» **DIRECTIONS**: Update the data by replacing every occurrence of "olive green tunic" with "green jersey". Leave all other text unchanged.
----
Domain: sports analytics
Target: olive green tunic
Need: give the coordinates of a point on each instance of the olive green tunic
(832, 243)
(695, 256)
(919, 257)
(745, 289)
----
» **SOLVED EXERCISE**:
Domain: sports analytics
Target: green jersey
Need: give the coordinates of a point on each instance of the green jersey
(832, 243)
(695, 256)
(919, 257)
(745, 289)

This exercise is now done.